▸ **Items from a dataset**
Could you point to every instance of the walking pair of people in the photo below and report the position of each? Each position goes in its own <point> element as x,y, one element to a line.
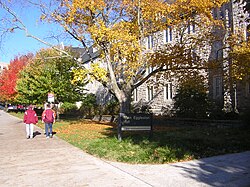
<point>30,119</point>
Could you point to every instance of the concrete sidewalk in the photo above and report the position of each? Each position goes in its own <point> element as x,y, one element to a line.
<point>54,162</point>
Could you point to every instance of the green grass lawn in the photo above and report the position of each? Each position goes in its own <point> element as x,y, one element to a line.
<point>167,144</point>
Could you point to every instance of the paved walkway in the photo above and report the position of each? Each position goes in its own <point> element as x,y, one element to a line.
<point>53,162</point>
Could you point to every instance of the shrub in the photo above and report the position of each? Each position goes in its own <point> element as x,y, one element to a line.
<point>191,100</point>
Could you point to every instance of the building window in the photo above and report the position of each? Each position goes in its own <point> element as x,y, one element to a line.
<point>168,34</point>
<point>149,93</point>
<point>217,84</point>
<point>168,92</point>
<point>150,42</point>
<point>135,95</point>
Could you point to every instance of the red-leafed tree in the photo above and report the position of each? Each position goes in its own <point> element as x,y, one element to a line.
<point>9,77</point>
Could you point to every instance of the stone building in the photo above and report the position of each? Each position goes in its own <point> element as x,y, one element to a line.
<point>157,93</point>
<point>228,95</point>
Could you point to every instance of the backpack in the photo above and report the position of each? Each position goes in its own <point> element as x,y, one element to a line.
<point>48,116</point>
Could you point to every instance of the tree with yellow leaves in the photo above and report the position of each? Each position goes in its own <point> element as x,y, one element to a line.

▸ **YOUR OBJECTIVE**
Please copy the entries in full. Leave each image out.

▸ **RESULT BELOW**
Could you point to every instance of the walking pair of people in the photo below and report the position of each? Each position goes in its own <point> element as x,y, one element to a line.
<point>30,119</point>
Could you point to every instance of the concrete sidewalk in the photo above and report the position of each? Each position goes in its own <point> element as x,y, one element to a line.
<point>54,162</point>
Could you point to every instance of the green grass lawn in the photo above and report the position of each? Each position goes in its own <point> element as x,y, one element to a line.
<point>167,144</point>
Could you point to every instance of the paved walkway in the photo above and report the position of each? Each position goes in its own <point> element as x,y, one element to a line.
<point>53,162</point>
Could you point to every instance of the shrub in the photo above and report the position of each? Each position goes in its own <point> element as x,y, one element to a line.
<point>191,100</point>
Could you point to every instance of the building window in the photo above and report the position of each? Each position goes in its own <point> element as x,y, one element to a line.
<point>168,34</point>
<point>149,93</point>
<point>217,84</point>
<point>168,92</point>
<point>150,42</point>
<point>135,95</point>
Could you point to every instance of the red-leafed tree in the photo above and report the position of each? Each position goes in its own <point> element as x,y, one element to a line.
<point>9,77</point>
Could you point to every instance of the stone building in the photo above and report the position of each? Each position goes in its own <point> element as x,y, one element to a line.
<point>157,93</point>
<point>228,95</point>
Could you point to every instance of the backpack in the photo above and report the position of each? Each position goes in its own <point> element as x,y, one element to a line.
<point>48,116</point>
Could you point to every instance of the tree with yellow leaves in the photo above and report the position of each? Each position goes in its own <point> element as x,y, one element to a line.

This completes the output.